▸ TEXT SECTION:
Thursday, 27 March 2014

Bring me my pen, would you, Oldchap!

How could you not love a pen called Old Chap! (or Oldchap, strictly, without the space). It sounds as if it wears a tweed suit and a pair of brogues, and has an addiction to stiff upper lip and the art of understatement.

In fact, it's a French brand, so it would say 'litote' and not 'understatement'. And certainly the accommodation clip on this pen is anything but understated. It's in that rather overdone French art-nouveau meets Cthulhu vein that I'm never quite sure whether I love or hate. (Hate, probably.)

And here it is, photographed together with a Waterman Inkvue, because the material is almost, not quite, the same celluloid, with striking 'x-rays' in black and marbled grey (the Waterman is green). The effect of iridescence in the coloured rays is lovely. (Not so the brassing of the cap rings.) Its measurements are 12.3 cm long capped, 11.5 cm uncapped - just a bit shorter than the Waterman.


The ends of the pen, and the section, appear to be in ebonite which has gone somewhat olive. I removed the accommodation clip to see if originally the Oldchap had a different clip which had broken or been removed, but there's no sign that there was every anything there. 

The Oldchap is a lever filler. The lever is rather boring, particularly compared to the beautifully precise lever box and articulated lever of the Waterman. But it's well made, the end slightly bent to recess it into the shallow scooped end of the slot. There's no imprint  anywhere on the barrel. And this is a traditional lever filler, as far as I can see, with a traditional lever, not trying any of the advanced engineering tricks of the Inkvue with its lever-actuated bulb-filling mechanism and backwards-fitted lever.

Now, as for the nib. It's quite big - nearly 22mm long, almost exactly the same length as the Waterman, as it turns out, but a good bit wider. 18 carats, which is correct for a French made pen (14 carats/585 didn't qualify as 'or massif' according to the French assay regulations, so I'm told). And on dipping it I find that it writes, quite fine, and with a little flex. A little bit of feedback when I flex it hard, otherwise, it's quite smooth. 


I'm really quite impressed by this pen. It's a stunning looking beast, nicely made, and now sits in a box together with the Ink-Vue looking, if not quite a million dollars, at least worthy of its companion pen. I will be looking out for moreof the same: Tally-Ho, Oldchaps!

▸ DATASET ENTRIES:
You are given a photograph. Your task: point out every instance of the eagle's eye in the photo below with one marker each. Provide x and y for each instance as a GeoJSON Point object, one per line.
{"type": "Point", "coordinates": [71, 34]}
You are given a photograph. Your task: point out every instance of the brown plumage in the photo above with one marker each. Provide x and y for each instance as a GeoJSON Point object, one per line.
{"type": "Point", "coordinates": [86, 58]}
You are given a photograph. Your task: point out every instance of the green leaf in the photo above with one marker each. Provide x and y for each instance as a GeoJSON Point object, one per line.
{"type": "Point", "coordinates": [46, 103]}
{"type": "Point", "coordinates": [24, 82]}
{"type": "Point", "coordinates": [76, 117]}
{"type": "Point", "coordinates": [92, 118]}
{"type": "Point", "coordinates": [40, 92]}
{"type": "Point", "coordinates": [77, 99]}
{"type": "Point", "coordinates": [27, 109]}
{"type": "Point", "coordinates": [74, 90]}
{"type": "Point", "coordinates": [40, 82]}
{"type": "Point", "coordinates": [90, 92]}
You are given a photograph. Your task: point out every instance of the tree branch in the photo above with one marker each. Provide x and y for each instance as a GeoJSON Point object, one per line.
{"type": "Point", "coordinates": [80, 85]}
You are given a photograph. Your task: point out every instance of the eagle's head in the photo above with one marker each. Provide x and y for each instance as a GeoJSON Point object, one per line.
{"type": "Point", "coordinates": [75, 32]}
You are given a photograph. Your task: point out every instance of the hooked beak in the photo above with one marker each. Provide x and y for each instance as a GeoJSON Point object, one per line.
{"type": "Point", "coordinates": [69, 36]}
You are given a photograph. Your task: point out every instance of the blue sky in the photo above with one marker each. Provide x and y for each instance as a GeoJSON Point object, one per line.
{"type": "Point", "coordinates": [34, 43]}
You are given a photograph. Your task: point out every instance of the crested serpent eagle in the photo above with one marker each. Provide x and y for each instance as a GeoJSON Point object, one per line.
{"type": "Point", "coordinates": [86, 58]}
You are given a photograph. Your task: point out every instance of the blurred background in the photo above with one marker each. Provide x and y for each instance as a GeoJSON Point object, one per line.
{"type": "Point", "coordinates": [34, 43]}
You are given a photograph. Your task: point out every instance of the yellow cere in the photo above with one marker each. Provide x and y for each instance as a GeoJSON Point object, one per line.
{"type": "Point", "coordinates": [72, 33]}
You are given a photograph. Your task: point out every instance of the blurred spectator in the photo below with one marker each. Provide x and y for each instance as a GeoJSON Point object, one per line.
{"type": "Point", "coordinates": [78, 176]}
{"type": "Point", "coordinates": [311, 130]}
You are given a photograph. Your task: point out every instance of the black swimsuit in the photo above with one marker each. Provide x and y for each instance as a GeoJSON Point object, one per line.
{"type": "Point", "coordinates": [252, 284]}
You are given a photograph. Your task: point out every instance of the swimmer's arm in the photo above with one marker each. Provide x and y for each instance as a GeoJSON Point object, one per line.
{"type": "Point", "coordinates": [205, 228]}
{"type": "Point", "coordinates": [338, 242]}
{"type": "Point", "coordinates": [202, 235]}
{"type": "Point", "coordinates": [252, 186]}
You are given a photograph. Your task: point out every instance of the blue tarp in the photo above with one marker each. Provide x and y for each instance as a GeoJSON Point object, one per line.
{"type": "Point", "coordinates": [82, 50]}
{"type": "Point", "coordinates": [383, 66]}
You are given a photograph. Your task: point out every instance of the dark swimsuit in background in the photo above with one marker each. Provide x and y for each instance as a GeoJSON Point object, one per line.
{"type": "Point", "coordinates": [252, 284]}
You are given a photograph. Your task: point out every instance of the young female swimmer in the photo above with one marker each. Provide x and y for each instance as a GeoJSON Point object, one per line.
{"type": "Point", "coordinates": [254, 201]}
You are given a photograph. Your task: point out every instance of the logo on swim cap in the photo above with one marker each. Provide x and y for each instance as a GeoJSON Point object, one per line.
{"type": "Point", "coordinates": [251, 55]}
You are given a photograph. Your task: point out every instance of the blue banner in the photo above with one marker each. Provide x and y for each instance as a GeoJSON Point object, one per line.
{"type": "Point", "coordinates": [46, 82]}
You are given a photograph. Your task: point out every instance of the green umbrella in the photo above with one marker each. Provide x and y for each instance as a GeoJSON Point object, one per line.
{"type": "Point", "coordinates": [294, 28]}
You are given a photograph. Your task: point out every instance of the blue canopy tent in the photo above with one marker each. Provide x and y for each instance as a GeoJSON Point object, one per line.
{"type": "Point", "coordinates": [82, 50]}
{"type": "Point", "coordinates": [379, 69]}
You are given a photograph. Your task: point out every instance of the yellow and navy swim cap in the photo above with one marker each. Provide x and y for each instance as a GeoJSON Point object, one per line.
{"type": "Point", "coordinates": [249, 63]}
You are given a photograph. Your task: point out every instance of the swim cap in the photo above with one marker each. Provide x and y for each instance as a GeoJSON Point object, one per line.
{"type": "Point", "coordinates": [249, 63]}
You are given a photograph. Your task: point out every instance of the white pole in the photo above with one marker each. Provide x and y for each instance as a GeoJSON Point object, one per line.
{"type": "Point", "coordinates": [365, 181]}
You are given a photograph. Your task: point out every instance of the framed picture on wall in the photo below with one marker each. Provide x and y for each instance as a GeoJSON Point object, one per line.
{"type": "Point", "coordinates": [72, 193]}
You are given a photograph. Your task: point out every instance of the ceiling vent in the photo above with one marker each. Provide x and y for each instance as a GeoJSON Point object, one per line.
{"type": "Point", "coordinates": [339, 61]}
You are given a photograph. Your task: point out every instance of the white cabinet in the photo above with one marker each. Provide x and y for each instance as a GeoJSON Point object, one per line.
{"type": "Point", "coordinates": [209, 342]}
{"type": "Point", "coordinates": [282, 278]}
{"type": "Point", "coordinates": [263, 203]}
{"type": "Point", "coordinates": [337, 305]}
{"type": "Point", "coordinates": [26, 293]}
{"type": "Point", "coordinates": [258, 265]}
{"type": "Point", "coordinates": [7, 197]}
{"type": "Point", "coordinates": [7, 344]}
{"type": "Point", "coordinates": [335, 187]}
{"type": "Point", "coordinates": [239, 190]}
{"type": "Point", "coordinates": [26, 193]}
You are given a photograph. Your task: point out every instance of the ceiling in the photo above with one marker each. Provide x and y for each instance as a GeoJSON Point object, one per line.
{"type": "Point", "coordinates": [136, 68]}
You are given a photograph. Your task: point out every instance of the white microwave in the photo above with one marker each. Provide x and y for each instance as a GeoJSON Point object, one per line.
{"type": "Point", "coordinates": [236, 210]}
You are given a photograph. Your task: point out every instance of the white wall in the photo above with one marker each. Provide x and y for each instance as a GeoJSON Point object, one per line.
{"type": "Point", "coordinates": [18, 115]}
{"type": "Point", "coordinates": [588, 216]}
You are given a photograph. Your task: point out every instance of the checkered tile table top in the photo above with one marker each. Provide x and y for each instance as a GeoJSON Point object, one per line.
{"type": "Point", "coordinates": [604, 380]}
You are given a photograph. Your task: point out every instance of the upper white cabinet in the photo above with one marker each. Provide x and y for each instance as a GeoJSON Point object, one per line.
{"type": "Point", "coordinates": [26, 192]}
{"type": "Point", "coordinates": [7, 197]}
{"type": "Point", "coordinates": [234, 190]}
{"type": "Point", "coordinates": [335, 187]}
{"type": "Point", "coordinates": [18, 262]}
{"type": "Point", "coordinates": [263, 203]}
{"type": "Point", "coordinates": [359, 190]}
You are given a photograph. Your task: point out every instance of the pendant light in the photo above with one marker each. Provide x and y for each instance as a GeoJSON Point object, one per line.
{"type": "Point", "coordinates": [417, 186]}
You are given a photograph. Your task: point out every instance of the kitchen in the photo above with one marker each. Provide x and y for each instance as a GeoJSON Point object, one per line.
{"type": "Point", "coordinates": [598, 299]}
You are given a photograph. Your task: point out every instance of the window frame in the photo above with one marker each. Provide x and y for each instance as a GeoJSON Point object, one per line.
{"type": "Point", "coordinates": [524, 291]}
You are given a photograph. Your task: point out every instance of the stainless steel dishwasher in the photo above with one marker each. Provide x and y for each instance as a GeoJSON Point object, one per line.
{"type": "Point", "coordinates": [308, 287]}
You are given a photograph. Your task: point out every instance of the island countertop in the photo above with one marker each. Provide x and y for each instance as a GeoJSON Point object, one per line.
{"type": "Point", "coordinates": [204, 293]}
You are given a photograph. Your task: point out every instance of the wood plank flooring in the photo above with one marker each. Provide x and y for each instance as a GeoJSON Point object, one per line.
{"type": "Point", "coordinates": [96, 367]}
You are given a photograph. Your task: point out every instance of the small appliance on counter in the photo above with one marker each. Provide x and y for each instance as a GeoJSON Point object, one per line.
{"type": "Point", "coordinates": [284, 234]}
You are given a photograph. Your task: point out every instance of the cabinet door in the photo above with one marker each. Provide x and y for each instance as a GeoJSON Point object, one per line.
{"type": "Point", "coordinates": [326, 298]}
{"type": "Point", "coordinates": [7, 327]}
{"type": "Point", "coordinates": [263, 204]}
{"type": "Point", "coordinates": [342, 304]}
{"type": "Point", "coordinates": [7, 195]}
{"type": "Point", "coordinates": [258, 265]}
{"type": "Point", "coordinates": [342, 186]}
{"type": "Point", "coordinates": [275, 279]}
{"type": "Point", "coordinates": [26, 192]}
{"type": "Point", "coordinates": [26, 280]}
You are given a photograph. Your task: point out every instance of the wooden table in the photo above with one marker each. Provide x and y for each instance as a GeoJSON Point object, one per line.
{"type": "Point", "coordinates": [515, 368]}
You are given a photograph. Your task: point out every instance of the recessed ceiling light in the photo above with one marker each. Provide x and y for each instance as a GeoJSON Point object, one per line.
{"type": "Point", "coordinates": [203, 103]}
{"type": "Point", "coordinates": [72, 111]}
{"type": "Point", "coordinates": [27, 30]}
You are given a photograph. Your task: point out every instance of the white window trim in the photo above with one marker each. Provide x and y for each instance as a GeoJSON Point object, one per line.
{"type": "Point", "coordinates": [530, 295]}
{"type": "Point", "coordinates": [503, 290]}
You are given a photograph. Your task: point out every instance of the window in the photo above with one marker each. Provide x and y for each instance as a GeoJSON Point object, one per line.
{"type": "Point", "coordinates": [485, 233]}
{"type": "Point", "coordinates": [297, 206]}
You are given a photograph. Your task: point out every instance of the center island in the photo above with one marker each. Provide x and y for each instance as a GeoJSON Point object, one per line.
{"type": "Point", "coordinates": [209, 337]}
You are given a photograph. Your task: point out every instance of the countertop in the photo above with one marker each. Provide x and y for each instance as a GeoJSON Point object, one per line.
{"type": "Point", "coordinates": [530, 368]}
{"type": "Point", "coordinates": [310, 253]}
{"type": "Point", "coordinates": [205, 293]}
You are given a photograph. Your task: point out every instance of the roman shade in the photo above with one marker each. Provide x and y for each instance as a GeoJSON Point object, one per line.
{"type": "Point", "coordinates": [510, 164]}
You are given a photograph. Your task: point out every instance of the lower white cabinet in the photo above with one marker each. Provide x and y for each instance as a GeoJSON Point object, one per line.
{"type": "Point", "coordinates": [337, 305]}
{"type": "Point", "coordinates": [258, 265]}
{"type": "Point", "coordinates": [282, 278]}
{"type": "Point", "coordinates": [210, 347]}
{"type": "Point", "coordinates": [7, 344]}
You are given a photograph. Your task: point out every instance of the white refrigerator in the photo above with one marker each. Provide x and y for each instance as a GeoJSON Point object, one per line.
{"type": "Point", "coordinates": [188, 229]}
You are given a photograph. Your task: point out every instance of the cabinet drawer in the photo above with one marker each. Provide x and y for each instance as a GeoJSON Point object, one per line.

▸ TASK A:
List every length measurement the Oldchap pen post gives for the Oldchap, with the part or state it describes.
▸ TASK B:
Answer these from the Oldchap pen post:
(i) What country is the Oldchap brand from?
(ii) How is the Oldchap filled?
(iii) How many carats is its nib?

▸ ANSWER BOX A:
- Capped pen: 12.3 cm
- Uncapped pen: 11.5 cm
- Nib: nearly 22mm

▸ ANSWER BOX B:
(i) France
(ii) With a lever
(iii) 18 carats